**Your assignment:**
Tell how many lines in these records contain the string "negative", with only the number as the reply.
*** Opening of Supplied data ***
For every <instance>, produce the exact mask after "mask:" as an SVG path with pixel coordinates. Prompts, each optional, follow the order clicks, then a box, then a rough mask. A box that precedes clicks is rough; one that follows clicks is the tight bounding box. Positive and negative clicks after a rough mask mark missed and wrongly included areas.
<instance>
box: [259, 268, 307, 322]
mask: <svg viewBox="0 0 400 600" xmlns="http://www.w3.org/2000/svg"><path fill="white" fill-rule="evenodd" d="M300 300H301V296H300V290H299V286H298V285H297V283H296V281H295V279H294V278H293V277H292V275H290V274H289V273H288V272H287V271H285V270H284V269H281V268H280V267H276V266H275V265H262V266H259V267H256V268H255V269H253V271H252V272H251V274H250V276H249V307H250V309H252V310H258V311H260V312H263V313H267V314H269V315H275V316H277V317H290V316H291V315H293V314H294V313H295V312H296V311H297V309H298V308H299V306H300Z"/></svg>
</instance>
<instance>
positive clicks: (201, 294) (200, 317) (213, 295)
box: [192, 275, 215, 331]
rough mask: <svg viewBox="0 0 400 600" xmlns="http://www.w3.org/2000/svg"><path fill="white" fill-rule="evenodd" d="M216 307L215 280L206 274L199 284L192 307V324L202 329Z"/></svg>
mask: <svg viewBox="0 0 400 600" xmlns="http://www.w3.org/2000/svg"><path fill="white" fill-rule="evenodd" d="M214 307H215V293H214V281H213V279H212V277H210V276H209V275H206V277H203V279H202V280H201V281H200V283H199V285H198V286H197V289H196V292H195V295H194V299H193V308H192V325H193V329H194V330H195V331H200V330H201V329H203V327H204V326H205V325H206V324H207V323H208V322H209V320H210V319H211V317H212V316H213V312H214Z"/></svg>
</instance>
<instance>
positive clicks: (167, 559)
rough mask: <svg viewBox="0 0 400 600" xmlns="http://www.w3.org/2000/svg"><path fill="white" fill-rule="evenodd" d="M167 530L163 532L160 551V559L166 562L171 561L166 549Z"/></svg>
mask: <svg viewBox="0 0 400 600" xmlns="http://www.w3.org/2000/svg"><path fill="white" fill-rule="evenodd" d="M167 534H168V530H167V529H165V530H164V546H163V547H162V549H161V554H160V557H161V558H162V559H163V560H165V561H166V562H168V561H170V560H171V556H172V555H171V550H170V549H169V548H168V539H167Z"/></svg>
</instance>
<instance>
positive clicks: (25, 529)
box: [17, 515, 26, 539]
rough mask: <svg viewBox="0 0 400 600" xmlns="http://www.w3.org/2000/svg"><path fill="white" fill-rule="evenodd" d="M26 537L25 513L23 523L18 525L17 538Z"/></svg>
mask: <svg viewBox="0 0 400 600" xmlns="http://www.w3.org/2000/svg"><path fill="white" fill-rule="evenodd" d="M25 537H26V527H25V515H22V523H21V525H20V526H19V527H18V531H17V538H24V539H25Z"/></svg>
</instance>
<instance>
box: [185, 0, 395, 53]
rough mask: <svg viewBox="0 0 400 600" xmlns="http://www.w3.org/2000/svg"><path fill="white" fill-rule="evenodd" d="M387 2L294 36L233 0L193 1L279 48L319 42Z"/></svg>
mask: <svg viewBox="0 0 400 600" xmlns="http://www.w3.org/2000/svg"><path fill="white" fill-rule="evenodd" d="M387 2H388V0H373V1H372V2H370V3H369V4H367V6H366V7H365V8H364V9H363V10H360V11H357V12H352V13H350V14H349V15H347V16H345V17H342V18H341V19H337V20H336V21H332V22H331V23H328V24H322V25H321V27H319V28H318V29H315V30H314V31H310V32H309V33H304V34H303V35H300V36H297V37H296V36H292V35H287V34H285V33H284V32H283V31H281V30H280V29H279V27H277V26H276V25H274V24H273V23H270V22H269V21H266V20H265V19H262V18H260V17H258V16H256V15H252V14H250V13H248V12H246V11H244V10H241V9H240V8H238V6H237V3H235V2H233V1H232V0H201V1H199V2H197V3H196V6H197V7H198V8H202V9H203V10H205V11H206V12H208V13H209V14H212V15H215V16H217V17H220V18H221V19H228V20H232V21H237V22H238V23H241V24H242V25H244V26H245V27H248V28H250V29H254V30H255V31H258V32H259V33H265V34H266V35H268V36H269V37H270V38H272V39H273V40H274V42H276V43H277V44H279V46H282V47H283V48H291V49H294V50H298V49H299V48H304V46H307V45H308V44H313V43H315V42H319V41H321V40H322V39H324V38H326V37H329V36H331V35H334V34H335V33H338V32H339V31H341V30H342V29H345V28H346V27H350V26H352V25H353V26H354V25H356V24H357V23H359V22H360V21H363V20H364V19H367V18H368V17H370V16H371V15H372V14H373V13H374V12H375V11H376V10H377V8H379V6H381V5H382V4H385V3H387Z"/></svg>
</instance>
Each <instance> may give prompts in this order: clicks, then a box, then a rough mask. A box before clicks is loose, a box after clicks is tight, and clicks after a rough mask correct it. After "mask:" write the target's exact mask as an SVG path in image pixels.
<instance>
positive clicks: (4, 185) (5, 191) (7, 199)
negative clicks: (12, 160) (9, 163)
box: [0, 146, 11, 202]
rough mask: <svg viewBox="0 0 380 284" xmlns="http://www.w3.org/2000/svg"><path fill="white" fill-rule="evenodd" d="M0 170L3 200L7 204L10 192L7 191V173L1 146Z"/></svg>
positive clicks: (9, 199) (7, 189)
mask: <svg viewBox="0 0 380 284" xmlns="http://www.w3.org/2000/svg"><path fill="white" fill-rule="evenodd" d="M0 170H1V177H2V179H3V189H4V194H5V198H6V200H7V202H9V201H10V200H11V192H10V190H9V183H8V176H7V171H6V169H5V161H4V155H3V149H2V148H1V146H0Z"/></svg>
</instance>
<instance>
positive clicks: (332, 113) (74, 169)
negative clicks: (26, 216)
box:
*** Close of Supplied data ***
**Solution to this exercise:**
3